══ Supplied information ══

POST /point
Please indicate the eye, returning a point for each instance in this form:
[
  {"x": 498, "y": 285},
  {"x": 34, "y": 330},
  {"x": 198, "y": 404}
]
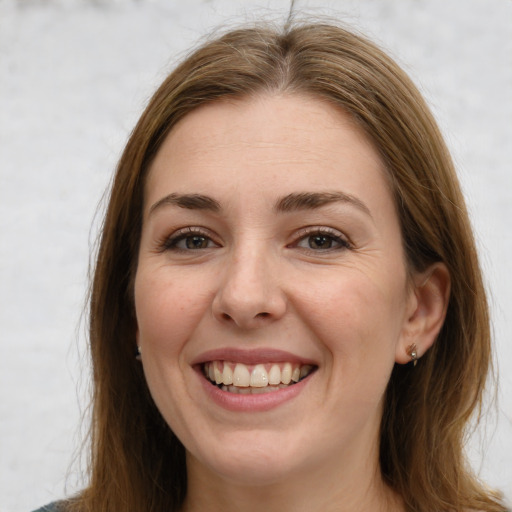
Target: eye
[
  {"x": 189, "y": 239},
  {"x": 321, "y": 239}
]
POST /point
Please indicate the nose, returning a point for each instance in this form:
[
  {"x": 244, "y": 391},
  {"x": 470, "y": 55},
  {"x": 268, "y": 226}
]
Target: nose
[{"x": 249, "y": 294}]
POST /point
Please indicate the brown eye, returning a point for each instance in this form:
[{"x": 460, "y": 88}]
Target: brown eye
[
  {"x": 189, "y": 240},
  {"x": 320, "y": 242},
  {"x": 195, "y": 242}
]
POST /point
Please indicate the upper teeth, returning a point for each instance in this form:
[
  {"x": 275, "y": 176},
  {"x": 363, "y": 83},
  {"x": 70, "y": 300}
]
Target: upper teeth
[{"x": 256, "y": 376}]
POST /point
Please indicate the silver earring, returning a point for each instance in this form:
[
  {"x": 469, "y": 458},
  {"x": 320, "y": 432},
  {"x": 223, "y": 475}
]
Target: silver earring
[{"x": 413, "y": 354}]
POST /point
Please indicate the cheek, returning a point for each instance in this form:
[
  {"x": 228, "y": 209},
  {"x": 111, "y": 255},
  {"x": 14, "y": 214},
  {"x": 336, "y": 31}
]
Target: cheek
[
  {"x": 168, "y": 309},
  {"x": 358, "y": 317}
]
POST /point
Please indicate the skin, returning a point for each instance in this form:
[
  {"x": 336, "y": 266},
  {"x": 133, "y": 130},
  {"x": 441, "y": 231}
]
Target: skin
[{"x": 260, "y": 280}]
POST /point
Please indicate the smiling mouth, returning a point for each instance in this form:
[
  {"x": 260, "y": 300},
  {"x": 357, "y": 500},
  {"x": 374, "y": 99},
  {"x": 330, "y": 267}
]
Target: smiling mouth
[{"x": 255, "y": 379}]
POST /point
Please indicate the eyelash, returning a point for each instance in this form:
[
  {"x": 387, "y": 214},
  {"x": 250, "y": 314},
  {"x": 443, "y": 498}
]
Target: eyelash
[
  {"x": 171, "y": 243},
  {"x": 331, "y": 235}
]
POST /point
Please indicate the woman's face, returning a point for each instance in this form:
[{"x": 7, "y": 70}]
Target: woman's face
[{"x": 270, "y": 253}]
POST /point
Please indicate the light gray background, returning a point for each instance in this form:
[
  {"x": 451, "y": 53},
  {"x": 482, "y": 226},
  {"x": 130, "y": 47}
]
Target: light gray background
[{"x": 75, "y": 75}]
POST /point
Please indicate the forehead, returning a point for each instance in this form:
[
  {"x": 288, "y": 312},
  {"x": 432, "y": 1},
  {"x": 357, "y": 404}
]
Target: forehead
[{"x": 291, "y": 140}]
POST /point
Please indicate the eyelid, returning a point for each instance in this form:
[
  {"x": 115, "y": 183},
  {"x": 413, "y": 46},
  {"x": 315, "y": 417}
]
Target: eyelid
[
  {"x": 335, "y": 234},
  {"x": 169, "y": 242}
]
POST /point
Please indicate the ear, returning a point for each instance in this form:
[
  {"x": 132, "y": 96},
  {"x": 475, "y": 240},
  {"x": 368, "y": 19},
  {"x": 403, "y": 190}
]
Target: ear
[{"x": 426, "y": 310}]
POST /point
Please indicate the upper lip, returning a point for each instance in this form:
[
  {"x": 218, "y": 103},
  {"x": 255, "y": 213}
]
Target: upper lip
[{"x": 251, "y": 356}]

═══

From the line containing "Target: light gray background" through the final line of the listing above, retype every line exactly; leave out everything else.

Target: light gray background
[{"x": 75, "y": 75}]
POST /point
Please indicate the forehead, returning a point for each instance in this form:
[
  {"x": 288, "y": 312},
  {"x": 432, "y": 1},
  {"x": 357, "y": 404}
]
Target: forehead
[{"x": 291, "y": 140}]
POST /point
Please indicate the eyelid, returning a point for each instance in this form:
[
  {"x": 115, "y": 183},
  {"x": 413, "y": 46},
  {"x": 315, "y": 417}
]
Target: eyelid
[
  {"x": 335, "y": 234},
  {"x": 169, "y": 242}
]
POST /point
Please indicate the ear, returning a point for each instance in this form:
[
  {"x": 132, "y": 96},
  {"x": 475, "y": 240},
  {"x": 368, "y": 19},
  {"x": 403, "y": 190}
]
Target: ear
[{"x": 426, "y": 310}]
POST /point
Please indicate the upper lip, returning a point for each instance in this form:
[
  {"x": 218, "y": 103},
  {"x": 255, "y": 213}
]
Target: upper lip
[{"x": 251, "y": 356}]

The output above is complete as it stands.